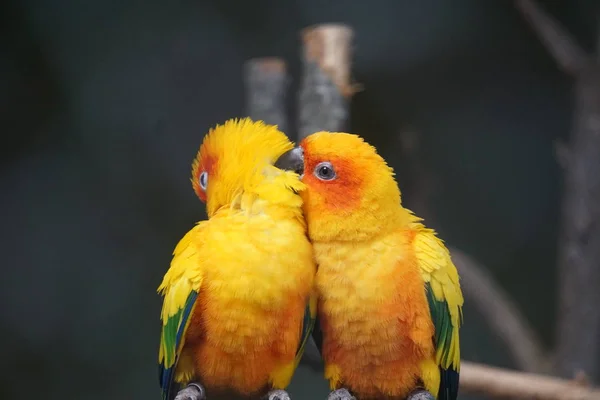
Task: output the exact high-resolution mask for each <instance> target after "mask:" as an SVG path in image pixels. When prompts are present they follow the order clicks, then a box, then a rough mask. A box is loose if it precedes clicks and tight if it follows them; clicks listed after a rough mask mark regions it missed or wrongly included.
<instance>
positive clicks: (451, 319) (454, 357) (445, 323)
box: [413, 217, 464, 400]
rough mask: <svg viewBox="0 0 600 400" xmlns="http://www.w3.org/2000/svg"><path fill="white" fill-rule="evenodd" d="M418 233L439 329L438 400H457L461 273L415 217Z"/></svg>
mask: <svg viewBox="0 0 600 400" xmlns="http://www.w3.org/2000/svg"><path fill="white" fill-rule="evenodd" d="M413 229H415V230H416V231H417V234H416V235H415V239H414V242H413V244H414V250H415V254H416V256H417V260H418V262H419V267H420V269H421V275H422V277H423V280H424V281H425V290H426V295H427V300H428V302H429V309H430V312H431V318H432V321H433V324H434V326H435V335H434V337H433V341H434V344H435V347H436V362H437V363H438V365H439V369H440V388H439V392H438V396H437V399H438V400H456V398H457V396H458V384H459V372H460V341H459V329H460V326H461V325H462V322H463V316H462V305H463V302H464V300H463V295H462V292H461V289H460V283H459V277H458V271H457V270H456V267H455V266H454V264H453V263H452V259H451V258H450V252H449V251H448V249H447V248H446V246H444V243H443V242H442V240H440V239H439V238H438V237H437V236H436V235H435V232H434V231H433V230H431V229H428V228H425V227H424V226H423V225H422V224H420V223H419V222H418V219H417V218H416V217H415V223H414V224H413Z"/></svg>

--

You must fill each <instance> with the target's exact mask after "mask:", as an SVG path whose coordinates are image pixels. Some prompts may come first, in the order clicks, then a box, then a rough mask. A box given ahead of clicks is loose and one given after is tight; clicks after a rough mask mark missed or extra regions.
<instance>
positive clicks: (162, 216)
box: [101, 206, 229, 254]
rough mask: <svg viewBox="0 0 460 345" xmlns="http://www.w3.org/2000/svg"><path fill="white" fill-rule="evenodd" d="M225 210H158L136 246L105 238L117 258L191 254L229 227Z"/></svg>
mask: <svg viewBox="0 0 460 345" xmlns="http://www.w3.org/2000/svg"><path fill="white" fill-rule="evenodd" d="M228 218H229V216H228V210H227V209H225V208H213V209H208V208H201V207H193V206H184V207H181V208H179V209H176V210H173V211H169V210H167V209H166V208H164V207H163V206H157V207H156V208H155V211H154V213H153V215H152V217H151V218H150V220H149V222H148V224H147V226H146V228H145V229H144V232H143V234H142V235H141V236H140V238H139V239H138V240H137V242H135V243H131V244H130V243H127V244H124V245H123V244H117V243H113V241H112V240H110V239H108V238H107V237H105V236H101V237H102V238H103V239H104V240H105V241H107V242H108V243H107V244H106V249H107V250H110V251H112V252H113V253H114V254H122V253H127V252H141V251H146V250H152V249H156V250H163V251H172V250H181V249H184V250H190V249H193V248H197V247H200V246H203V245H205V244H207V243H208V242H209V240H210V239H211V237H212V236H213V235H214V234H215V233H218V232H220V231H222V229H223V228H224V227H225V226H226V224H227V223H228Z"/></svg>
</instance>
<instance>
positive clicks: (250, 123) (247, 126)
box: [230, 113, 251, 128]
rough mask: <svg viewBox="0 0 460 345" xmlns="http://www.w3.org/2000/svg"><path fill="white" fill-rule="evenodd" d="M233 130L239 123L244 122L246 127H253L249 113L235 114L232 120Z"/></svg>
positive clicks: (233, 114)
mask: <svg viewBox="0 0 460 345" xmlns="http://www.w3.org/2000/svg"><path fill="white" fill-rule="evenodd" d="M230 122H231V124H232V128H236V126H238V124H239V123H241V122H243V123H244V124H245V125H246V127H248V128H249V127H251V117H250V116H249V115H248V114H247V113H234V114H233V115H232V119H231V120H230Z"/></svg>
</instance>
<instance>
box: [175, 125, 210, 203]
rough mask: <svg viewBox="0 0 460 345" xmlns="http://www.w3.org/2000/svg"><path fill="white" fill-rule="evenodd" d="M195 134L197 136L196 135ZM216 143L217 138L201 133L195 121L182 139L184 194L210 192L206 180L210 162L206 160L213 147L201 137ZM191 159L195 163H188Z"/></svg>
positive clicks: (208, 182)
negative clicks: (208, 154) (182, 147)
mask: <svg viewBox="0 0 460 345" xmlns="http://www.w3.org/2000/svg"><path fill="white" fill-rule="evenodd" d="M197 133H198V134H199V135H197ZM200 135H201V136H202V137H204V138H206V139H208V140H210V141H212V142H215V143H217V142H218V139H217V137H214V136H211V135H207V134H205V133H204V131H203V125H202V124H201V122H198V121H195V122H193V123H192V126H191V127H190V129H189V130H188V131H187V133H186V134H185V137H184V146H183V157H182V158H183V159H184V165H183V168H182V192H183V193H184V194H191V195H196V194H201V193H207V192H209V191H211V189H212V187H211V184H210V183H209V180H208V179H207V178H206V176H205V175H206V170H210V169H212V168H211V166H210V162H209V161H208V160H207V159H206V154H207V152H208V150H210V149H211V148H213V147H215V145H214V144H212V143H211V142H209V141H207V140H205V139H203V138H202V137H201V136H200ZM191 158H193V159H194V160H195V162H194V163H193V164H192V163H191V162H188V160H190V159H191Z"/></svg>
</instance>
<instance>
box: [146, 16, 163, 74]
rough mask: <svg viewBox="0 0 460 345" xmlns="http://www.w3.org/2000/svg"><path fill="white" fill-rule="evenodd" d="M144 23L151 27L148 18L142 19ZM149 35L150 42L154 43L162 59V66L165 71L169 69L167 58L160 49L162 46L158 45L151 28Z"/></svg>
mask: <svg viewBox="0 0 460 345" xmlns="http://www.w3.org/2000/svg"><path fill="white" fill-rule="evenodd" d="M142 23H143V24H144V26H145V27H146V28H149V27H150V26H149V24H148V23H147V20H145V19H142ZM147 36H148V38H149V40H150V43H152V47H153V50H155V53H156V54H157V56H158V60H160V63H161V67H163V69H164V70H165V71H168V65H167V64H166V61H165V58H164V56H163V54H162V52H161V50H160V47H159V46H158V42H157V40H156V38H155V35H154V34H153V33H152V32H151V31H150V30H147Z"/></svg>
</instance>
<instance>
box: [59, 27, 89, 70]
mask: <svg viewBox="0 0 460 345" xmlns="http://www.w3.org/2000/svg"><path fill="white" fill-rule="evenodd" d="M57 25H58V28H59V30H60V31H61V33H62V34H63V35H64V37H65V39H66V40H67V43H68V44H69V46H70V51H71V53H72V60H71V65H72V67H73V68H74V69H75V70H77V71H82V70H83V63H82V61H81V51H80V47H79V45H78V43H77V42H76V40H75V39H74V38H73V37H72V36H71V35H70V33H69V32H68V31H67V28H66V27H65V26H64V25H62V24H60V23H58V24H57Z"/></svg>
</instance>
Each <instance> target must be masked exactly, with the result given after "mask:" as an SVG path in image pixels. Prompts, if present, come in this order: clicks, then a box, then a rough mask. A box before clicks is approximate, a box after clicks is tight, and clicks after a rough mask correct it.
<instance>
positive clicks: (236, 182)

#### Work item
Return each line of the rows above that contains the string "positive".

#### Exercise solution
positive clicks: (451, 319) (454, 357) (445, 323)
positive clicks: (162, 216)
positive clicks: (250, 123) (247, 126)
positive clicks: (233, 114)
positive clicks: (208, 182)
positive clicks: (236, 182)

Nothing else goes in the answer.